PROBLEM TO WORK ON » Report every line in the listing below that contains the word "grass".

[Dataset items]

+--

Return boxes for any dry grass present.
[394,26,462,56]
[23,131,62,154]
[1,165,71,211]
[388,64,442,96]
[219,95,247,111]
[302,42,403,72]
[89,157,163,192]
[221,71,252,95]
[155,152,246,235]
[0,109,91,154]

+--

WORKED SOLUTION »
Return boxes for any dry grass present.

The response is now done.